#### DOCUMENT:
▬▬▬

This article is about the political views and activities of the German sociologist Max Weber.

Weber described himself as a left-wing liberal. An example of his 19th-century liberal views is staunch nationalism based on classical republicanism, and that a nation with freedom for individuals is maintained by the virtues and character of its citizens. He also had a strong belief in the benefits of capitalism. Weber's assertion that capitalism had deep Christian origins was, ultimately, a political defense of the market system. His work stands in sharp contrast to socialists like Werner Sombart or RH Tawney, who argued that capitalism was fundamentally un-Christian.

Nationalism
Weber started his career as a German celebrity in 1894. As a result of his authoritative study of the so-called Ostflucht, he had a major influence on German policy towards the Germanisation of eastern Germany. He proposed closing the border to Polish workers from Russia and Austria-Hungary in his speech at the Fifth Evangelical Social Congress in 1894. He feared that Germany would eventually lose these eastern territories. He advocated the recolonisation of empty lands on the large estates of the Prussian Junkers by German settlers from the west, who would start small farms. The congress was mainly against Weber's demands because it supported the Prussian Junkers, but Weber influenced his friends and allies, including the pastor Friedrich Naumann, who later became an influential politician and one of the founders of the liberal Deutsche Demokratische Partei after World War I.

In 1905, Weber changed his mind. He was impressed by the attitude of the Russian liberal party, which wanted to change Russian nationalism by accepting ethnic minorities as Russians. Weber wanted the Germans to absorb other ethnic groups, especially the Poles, who should have become a part of a huge German empire. Weber thought that the only way that German culture would survive was by creating an empire. Power politics was to be the basis for defending the German culture and economy and to prevent it from becoming a powerless country like Switzerland.

Weber disliked the empty nationalist ideas of many German nationalists. He thought that power alone was not an acceptable goal, that politicians should stand for certain ideas but that they need a strong will to power to win. This idea of the will to power was derived from Nietzsche, who was very popular in the Germany of the 1890s. Nietzsche's conception of will to power could be interpreted both individually and culturally; Weber borrowed the cultural and communal sense as a will to power to make a collective entity (like Germany) stronger. Weber wanted Germany to strengthen its economy by creating a huge empire. He was afraid of the huge world population that would lead to German unemployment in the long run and believed that the only way to support the German workers was to create an empire. He was afraid that an end would come to economic expansion and that countries would protect their own economy with tariff barriers. He did not foresee the technological advances and the profits of international trade for the national economy in the twentieth century.

Class
Weber wanted to end the rule of the German nobility. He despised the red scare of the middle classes, because the middle classes let the nobility rule. In his opinion, the socialist parties were harmless, because they would turn into middle classes in due time. The nobility was only holding Germany back from becoming a major power in the world. In his opinion, which he expressed in the media and his politics, the middle classes should have united against the aristocracy. This led to a lot of dismay in right wing Germany. Weber was against the student fraternities which idolised military ranks. He wanted to stop the agrarian lobby damaging the regulations in the stock exchange.  He was especially against the buying of titles and noble land by the upper bourgeoisie. Weber wanted unlimited economic growth. Not military ranks, but ability and talent should be important for one's prospects. He believed that money should be put into a company and not wasted in an unproductive piece of land. Weber feared the inefficiency of the economy in Roman Catholic, non-puritanical countries and was afraid that Germany would become like Austria: Verösterreicherung Deutschlands.

▬▬▬

Segmentation data
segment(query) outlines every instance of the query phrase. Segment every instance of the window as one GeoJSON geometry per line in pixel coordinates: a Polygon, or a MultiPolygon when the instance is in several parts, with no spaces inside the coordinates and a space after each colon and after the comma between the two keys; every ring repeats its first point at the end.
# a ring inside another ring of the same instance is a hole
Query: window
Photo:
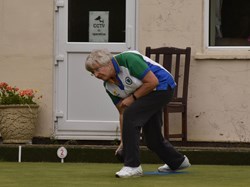
{"type": "Polygon", "coordinates": [[[250,46],[250,1],[209,0],[209,46],[250,46]]]}

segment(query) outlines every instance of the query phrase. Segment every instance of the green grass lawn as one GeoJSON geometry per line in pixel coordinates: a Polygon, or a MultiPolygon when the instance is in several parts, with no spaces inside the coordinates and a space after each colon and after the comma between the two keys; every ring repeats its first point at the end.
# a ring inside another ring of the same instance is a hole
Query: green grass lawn
{"type": "Polygon", "coordinates": [[[194,165],[159,175],[159,165],[143,164],[144,176],[115,178],[121,164],[0,162],[1,187],[246,187],[250,166],[194,165]]]}

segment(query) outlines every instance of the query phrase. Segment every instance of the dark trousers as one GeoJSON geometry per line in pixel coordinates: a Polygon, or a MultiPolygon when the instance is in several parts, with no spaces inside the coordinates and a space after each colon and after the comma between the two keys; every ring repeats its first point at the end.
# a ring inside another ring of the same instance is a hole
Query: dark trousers
{"type": "Polygon", "coordinates": [[[124,165],[140,165],[140,131],[143,129],[147,147],[175,170],[184,160],[162,135],[162,108],[171,100],[173,90],[153,91],[136,100],[123,113],[124,165]]]}

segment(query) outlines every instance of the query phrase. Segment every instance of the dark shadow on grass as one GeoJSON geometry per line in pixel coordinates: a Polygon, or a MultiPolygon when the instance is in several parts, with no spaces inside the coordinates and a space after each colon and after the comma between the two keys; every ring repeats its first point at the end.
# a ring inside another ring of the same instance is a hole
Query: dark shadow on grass
{"type": "Polygon", "coordinates": [[[177,174],[187,174],[188,171],[173,171],[173,172],[158,172],[158,171],[146,171],[143,172],[144,175],[177,175],[177,174]]]}

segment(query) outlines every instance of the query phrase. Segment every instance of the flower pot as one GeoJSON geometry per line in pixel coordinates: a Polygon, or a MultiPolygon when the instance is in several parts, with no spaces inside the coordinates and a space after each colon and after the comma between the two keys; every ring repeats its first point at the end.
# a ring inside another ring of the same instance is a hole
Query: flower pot
{"type": "Polygon", "coordinates": [[[32,143],[38,105],[0,105],[0,133],[3,143],[32,143]]]}

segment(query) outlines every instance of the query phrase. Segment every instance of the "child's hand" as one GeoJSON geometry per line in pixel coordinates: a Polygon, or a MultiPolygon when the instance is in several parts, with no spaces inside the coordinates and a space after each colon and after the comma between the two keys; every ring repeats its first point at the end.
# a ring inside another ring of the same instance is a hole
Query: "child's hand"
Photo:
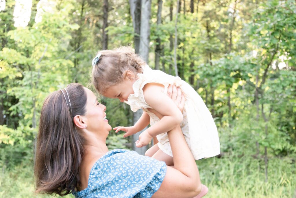
{"type": "Polygon", "coordinates": [[[148,145],[151,141],[152,136],[150,135],[147,130],[144,131],[139,136],[139,140],[136,142],[136,146],[140,148],[148,145]]]}
{"type": "Polygon", "coordinates": [[[117,133],[120,131],[123,131],[126,132],[123,135],[123,137],[126,137],[131,135],[135,134],[138,132],[137,131],[134,126],[117,126],[113,128],[113,129],[115,130],[115,133],[117,133]]]}

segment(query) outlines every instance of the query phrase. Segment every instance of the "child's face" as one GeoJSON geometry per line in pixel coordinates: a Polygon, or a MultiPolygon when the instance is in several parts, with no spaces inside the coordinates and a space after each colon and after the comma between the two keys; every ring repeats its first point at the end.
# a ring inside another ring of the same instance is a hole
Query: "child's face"
{"type": "Polygon", "coordinates": [[[125,78],[121,83],[107,89],[104,96],[110,98],[118,98],[121,102],[127,101],[130,95],[134,93],[133,85],[135,81],[135,80],[125,78]]]}

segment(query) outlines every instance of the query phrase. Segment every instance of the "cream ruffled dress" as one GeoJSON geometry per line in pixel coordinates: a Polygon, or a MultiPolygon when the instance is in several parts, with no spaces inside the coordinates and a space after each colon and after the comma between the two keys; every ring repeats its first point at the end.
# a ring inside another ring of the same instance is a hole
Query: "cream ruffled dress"
{"type": "MultiPolygon", "coordinates": [[[[143,67],[143,73],[138,74],[139,79],[134,83],[134,94],[129,95],[125,102],[134,112],[142,109],[150,117],[152,126],[159,121],[155,114],[147,109],[153,109],[145,101],[142,89],[147,83],[155,83],[164,86],[166,94],[170,84],[179,86],[185,97],[181,128],[195,160],[215,156],[220,153],[220,144],[216,125],[212,115],[202,98],[189,84],[179,77],[171,76],[159,70],[152,69],[146,65],[143,67]]],[[[164,132],[156,136],[160,149],[173,156],[168,134],[164,132]]]]}

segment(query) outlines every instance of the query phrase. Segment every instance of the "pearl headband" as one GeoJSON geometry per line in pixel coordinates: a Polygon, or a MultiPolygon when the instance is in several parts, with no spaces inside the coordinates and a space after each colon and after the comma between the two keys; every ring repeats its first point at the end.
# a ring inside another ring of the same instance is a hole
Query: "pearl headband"
{"type": "MultiPolygon", "coordinates": [[[[63,95],[64,95],[64,97],[65,98],[65,100],[66,101],[66,103],[67,103],[67,106],[68,106],[68,107],[69,108],[69,106],[68,104],[68,102],[67,102],[67,99],[66,98],[66,96],[65,95],[65,94],[64,93],[64,92],[63,91],[63,90],[60,89],[60,90],[62,91],[62,93],[63,93],[63,95]]],[[[70,97],[69,97],[69,94],[68,94],[68,92],[67,91],[67,90],[66,89],[66,88],[65,88],[65,91],[66,91],[67,96],[68,96],[68,99],[69,100],[69,103],[70,104],[70,109],[71,110],[71,115],[72,116],[73,116],[73,113],[72,113],[72,107],[71,106],[71,102],[70,101],[70,97]]]]}

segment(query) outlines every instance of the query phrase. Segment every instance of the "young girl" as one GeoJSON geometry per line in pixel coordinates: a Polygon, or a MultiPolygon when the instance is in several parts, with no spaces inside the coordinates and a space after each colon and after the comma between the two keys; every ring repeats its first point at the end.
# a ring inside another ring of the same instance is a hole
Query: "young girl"
{"type": "Polygon", "coordinates": [[[158,143],[145,155],[173,165],[166,132],[178,124],[196,160],[220,154],[217,129],[212,115],[200,96],[185,81],[152,69],[128,47],[99,52],[92,65],[93,83],[99,93],[108,98],[118,98],[130,105],[133,112],[144,110],[134,126],[114,129],[116,132],[125,132],[125,137],[141,131],[150,123],[151,126],[136,142],[137,147],[141,147],[156,137],[158,143]],[[185,96],[183,113],[167,96],[170,85],[179,88],[178,91],[185,96]]]}

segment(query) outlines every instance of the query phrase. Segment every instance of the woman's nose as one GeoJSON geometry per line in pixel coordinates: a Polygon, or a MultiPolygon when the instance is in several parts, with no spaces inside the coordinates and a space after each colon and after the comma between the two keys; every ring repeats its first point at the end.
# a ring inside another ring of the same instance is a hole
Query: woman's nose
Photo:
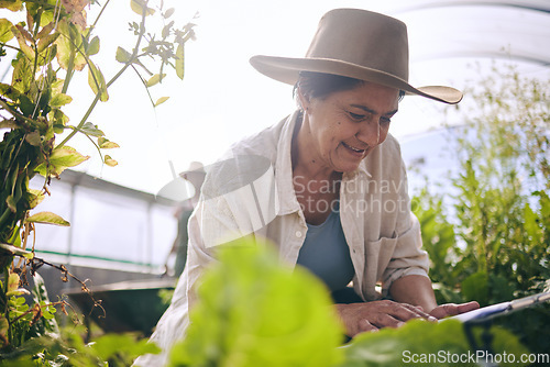
{"type": "Polygon", "coordinates": [[[369,120],[361,124],[356,137],[369,146],[376,146],[380,143],[380,124],[377,121],[369,120]]]}

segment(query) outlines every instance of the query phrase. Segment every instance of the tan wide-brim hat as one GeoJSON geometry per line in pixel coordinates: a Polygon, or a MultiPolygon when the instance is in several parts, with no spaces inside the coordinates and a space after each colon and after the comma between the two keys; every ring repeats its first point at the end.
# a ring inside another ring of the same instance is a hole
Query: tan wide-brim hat
{"type": "Polygon", "coordinates": [[[250,63],[270,78],[289,85],[298,81],[300,71],[315,71],[376,82],[451,104],[462,99],[462,92],[451,87],[409,85],[407,26],[366,10],[326,13],[304,58],[258,55],[250,63]]]}

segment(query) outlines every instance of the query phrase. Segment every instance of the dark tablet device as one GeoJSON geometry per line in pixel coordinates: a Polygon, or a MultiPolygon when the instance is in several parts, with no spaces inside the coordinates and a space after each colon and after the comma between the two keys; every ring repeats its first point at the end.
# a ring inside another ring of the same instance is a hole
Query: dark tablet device
{"type": "Polygon", "coordinates": [[[517,310],[526,309],[529,307],[534,307],[536,304],[540,304],[543,302],[550,301],[550,292],[542,292],[542,293],[537,293],[534,296],[528,296],[525,298],[519,298],[517,300],[508,301],[508,302],[502,302],[502,303],[496,303],[487,307],[480,308],[477,310],[473,310],[470,312],[464,312],[461,314],[458,314],[455,316],[447,318],[443,320],[448,319],[454,319],[459,320],[465,323],[472,323],[472,322],[483,322],[496,316],[505,315],[510,312],[515,312],[517,310]]]}

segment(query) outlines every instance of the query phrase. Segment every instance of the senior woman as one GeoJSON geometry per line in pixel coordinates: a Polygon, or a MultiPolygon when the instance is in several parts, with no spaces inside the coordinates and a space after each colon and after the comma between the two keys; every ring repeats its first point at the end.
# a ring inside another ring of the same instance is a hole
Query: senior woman
{"type": "MultiPolygon", "coordinates": [[[[446,103],[462,98],[453,88],[407,82],[405,24],[332,10],[306,57],[255,56],[251,64],[294,85],[299,108],[233,145],[207,175],[189,222],[188,263],[152,340],[166,352],[184,336],[194,286],[216,247],[248,235],[272,240],[283,262],[316,274],[350,336],[477,308],[437,305],[399,145],[388,134],[405,93],[446,103]]],[[[164,358],[144,356],[136,365],[164,358]]]]}

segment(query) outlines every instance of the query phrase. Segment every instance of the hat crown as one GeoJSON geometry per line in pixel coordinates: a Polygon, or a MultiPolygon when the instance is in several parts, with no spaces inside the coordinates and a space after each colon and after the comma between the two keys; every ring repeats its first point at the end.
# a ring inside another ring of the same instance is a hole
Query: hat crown
{"type": "Polygon", "coordinates": [[[367,10],[326,13],[304,58],[256,55],[250,62],[260,73],[289,85],[298,81],[299,73],[312,71],[366,80],[446,103],[462,99],[462,92],[451,87],[409,85],[407,26],[367,10]]]}
{"type": "Polygon", "coordinates": [[[407,40],[402,21],[366,10],[336,9],[321,18],[306,58],[346,62],[408,81],[407,40]]]}

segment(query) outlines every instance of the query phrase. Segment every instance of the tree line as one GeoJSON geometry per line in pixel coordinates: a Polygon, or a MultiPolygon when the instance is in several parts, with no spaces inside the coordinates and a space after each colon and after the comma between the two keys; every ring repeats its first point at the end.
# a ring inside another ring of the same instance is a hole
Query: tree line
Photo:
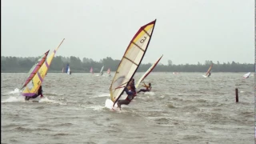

▬▬▬

#### AIM OF THE TASK:
From the article on Max Weber's politics, extract the passage between "This article is" and "was fundamentally un-Christian.", inclusive.

#### SOLUTION:
This article is about the political views and activities of the German sociologist Max Weber.

Weber described himself as a left-wing liberal. An example of his 19th-century liberal views is staunch nationalism based on classical republicanism, and that a nation with freedom for individuals is maintained by the virtues and character of its citizens. He also had a strong belief in the benefits of capitalism. Weber's assertion that capitalism had deep Christian origins was, ultimately, a political defense of the market system. His work stands in sharp contrast to socialists like Werner Sombart or RH Tawney, who argued that capitalism was fundamentally un-Christian.